EXCERPT
* * *

AXLE Plans for 9.5 and 9.6

Started by Simon Riggsover 11 years ago14 messages
#1Simon Riggs
simon@2ndQuadrant.com

I've discussed 2ndQuadrant's involvement in the AXLE project a few
times publicly, but never on this mailing list. The project relates to
innovation and improvement in Business Intelligence for systems based
upon PostgreSQL in the range of 10-100TB.

Our work will span the 9.5 and 9.6 cycles. We're looking to make
measurable improvements in a number of cases; one of those is TPC-H,
since its a publicly accessible benchmark, another is a more private
benchmark on healthcare data. In brief, this means speeding up the
performance of large queries, data loading and looking at very large
systems issues.

Some of areas of R&D are definitely on the roadmap, others are more
flexible. Some of this is in progress, other stuff is not even at the
design stage - yet, just a few paragraphs along the lines of "we will
look at these topics". If we have room, its possible we may
accommodate other topics; this is not carte blanche, but the reason
for posting here is so people know we will take input, following the
normal community process. Detailed in-person discussions at PGCon are
expected and the Wiki pages will be updated for each aspect.

BI-related Indexing
* MinMax indexes
* Bitmap indexes

Large Systems
* Freeze avoidance
* Storage management issues for very large systems

Storage Efficiency
* Compression
* Column Orientation

Optimisation
* Bulk loading speed improvements
* Bulk FK evaluation
* Executor tuning for very large queries

Query tuning
* Approximate queries, sampling
* Materialized Views

...and possibly some other aspects.

2ndQuadrant is also assisting other researchers on GPU and FPGA
topics, which may also yield work of interest to PostgreSQL project.

Couple of points: The project is time limited, so if work gets pushed
back beyond that then we'll lose the opportunity to contribute. Please
support our work with timely objections, assistance in defining the
path forwards and limiting the scope to something that avoids wasting
this opportunity. Further funding is possible if we don't squander
this. We are being funded to make best efforts to contribute to open
source PostgreSQL, not pay-for-commit.

AXLE is funded by the EU under FP7 Grant Agreement 318633. Further
details are available here http://www.axleproject.eu/

(There are also other 2ndQuadrant development projects in progress,
this is just one of the larger ones).

Best Regards

--
Simon Riggs http://www.2ndQuadrant.com/
PostgreSQL Development, 24x7 Support, Training & Services

--
Sent via pgsql-hackers mailing list (pgsql-hackers@postgresql.org)
To make changes to your subscription:
http://www.postgresql.org/mailpref/pgsql-hackers

#2Josh Berkus
josh@agliodbs.com
In reply to: Simon Riggs (#1)
Re: AXLE Plans for 9.5 and 9.6

On 04/21/2014 03:41 PM, Simon Riggs wrote:

Storage Efficiency
* Compression
* Column Orientation

You might look at turning this:

http://citusdata.github.io/cstore_fdw/

... into a more integrated part of Postgres.

--
Josh Berkus
PostgreSQL Experts Inc.

* * *

GIVEN TASK 1
In the AXLE thread, rewrite the passage between "On 04/21/2014 03:41" and "part of Postgres.", inclusive, replacing "integrated" with "native".
GIVEN TASK 2
Summarize the AXLE thread in two sentences.
GIVEN TASK 3
Answer these questions about the AXLE thread:
(a) Under what grant agreement is AXLE funded?
(b) Which two index types are listed under BI-related Indexing?
(c) What link does Josh Berkus point to in his reply?

INFORMATION PROVIDED

* * *

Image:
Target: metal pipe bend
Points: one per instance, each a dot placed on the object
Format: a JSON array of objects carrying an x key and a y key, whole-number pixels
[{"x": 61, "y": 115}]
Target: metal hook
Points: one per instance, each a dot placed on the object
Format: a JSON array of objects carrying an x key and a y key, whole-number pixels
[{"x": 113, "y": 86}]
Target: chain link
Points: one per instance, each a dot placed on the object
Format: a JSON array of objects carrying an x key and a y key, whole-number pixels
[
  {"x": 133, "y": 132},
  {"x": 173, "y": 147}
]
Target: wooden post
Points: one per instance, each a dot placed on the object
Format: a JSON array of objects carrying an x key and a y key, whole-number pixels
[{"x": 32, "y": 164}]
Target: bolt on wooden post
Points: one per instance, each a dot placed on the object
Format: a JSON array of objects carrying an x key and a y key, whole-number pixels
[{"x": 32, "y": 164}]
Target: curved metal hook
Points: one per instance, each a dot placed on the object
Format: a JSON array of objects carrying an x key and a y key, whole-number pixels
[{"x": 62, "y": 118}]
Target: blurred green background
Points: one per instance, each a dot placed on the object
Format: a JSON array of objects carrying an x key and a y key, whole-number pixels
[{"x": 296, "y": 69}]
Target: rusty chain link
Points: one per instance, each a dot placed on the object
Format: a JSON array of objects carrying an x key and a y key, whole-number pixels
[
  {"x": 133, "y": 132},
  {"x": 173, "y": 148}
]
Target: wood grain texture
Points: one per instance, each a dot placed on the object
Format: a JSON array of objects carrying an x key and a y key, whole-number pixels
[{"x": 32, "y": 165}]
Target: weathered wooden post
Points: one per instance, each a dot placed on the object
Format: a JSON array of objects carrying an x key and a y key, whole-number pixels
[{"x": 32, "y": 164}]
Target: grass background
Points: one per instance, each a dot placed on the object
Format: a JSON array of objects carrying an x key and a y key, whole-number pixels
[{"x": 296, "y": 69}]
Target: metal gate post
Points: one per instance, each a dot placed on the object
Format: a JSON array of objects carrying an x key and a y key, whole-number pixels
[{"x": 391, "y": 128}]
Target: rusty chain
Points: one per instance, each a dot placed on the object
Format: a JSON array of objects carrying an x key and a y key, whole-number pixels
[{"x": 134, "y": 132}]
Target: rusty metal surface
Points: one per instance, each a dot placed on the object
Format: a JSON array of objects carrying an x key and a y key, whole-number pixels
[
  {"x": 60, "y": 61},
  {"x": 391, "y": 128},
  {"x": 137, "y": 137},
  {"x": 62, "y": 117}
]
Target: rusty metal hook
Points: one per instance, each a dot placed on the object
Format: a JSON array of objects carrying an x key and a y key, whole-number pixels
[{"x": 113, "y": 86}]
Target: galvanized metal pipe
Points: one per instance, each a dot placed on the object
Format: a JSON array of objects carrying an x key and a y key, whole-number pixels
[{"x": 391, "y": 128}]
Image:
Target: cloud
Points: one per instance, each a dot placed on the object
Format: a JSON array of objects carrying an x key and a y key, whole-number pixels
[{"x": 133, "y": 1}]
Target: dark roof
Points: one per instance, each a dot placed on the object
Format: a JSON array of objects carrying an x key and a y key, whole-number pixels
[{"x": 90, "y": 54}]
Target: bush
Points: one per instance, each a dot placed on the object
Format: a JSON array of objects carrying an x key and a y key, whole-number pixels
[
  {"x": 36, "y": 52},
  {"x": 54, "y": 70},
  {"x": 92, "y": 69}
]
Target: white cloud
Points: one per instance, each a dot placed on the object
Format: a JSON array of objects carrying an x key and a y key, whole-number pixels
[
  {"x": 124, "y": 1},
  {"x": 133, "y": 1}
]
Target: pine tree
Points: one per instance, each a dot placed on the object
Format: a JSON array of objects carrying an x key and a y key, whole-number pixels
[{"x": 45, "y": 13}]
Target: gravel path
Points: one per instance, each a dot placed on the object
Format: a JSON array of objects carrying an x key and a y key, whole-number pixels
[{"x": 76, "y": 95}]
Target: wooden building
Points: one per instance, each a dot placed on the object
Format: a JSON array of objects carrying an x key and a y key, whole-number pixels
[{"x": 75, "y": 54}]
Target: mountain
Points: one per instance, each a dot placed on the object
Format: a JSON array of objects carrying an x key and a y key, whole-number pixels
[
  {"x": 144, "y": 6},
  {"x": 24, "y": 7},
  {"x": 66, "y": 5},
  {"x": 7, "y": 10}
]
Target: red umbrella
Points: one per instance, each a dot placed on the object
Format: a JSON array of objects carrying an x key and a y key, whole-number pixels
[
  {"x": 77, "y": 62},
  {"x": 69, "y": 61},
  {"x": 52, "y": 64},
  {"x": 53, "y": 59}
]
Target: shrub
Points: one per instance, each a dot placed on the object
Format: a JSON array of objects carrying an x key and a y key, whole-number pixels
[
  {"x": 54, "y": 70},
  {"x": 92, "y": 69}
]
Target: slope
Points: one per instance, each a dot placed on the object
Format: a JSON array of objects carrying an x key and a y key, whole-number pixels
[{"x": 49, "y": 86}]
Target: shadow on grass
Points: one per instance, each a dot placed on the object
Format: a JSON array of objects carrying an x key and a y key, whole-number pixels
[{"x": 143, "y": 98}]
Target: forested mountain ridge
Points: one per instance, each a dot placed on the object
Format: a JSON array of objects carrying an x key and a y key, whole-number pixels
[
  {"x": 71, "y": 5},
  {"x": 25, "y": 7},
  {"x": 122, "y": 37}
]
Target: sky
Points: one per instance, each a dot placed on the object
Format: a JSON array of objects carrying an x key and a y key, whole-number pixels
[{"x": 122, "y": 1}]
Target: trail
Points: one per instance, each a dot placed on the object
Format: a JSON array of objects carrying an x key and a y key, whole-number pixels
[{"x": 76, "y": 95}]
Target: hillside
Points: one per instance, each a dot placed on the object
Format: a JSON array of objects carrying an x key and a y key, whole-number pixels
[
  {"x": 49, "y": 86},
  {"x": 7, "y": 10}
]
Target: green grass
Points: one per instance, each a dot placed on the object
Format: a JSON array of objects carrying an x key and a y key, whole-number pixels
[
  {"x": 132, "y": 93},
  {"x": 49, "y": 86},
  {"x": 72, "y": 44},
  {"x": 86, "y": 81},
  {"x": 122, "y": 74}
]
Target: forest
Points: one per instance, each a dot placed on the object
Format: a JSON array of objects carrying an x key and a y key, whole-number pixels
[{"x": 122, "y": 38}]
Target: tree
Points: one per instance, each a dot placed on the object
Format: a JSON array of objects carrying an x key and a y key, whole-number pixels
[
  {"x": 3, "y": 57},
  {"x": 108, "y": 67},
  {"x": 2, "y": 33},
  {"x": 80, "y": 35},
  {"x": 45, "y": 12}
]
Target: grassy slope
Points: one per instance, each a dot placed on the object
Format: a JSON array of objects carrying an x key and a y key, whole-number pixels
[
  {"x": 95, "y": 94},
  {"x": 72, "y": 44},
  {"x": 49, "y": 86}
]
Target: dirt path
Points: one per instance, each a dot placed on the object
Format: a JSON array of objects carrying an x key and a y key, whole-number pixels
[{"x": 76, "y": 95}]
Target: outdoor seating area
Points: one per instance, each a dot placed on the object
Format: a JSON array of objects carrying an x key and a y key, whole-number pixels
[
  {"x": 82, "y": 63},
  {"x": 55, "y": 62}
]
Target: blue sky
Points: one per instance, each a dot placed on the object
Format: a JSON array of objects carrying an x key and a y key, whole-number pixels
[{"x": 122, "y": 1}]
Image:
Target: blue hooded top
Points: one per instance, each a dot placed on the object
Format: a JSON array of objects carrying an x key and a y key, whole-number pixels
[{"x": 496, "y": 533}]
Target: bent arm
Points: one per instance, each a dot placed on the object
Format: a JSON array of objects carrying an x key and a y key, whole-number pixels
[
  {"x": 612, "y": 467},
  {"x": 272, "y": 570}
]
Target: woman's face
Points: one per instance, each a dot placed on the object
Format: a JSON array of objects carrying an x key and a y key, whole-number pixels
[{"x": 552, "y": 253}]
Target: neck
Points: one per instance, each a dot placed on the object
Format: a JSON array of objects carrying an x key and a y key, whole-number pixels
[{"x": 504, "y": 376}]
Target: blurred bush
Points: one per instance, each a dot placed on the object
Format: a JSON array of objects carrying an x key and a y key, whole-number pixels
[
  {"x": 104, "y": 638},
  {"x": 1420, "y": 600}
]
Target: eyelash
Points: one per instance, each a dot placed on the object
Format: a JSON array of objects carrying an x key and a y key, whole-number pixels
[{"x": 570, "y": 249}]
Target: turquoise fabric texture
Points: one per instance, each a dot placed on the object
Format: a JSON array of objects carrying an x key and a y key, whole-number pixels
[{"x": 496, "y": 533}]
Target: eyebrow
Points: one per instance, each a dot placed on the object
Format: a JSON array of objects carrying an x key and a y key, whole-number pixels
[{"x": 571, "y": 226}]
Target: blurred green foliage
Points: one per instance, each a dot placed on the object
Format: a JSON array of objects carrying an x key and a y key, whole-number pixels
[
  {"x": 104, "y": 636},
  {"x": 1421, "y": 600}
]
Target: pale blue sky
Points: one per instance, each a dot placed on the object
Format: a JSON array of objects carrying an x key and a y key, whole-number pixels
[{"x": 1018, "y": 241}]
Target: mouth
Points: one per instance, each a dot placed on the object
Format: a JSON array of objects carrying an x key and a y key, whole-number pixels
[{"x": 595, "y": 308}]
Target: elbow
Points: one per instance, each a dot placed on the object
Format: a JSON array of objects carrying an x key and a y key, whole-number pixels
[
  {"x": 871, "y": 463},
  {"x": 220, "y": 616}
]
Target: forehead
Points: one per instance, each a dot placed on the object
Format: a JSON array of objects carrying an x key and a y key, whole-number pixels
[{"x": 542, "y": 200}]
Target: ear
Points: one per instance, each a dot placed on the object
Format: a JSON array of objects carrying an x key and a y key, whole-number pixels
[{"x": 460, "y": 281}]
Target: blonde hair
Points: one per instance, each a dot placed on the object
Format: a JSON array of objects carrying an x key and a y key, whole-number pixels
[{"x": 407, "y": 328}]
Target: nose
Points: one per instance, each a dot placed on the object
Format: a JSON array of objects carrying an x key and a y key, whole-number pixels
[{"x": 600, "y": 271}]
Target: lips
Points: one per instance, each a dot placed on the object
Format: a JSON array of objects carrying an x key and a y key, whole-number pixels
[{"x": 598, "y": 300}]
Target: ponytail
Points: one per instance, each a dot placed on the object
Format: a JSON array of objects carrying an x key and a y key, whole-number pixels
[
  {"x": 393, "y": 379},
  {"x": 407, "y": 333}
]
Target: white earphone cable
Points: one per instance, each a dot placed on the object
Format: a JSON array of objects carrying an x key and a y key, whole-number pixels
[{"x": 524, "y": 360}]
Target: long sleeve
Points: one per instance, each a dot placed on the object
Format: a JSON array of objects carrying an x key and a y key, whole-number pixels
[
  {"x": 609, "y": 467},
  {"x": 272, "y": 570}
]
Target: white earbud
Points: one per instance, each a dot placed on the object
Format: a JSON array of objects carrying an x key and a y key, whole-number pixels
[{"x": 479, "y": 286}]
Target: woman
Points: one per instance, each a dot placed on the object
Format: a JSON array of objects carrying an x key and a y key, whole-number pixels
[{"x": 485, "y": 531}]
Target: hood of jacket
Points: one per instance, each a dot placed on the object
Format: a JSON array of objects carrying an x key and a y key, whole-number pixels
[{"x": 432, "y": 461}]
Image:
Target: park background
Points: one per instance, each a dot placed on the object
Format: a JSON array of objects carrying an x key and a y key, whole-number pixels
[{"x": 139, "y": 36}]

* * *

ANSWER 1
On 04/21/2014 03:41 PM, Simon Riggs wrote:

Storage Efficiency
* Compression
* Column Orientation

You might look at turning this:

http://citusdata.github.io/cstore_fdw/

... into a more native part of Postgres.

ANSWER 2
Simon Riggs announces that 2ndQuadrant's work on the EU-funded AXLE project, which aims to improve Business Intelligence for PostgreSQL systems in the 10-100TB range, will span the 9.5 and 9.6 cycles and cover indexing, large systems, storage efficiency, optimisation and query tuning. In reply, Josh Berkus suggests turning cstore_fdw into a more integrated part of Postgres.

ANSWER 3
(a) FP7 Grant Agreement 318633, from the EU.
(b) MinMax indexes and Bitmap indexes.
(c) http://citusdata.github.io/cstore_fdw/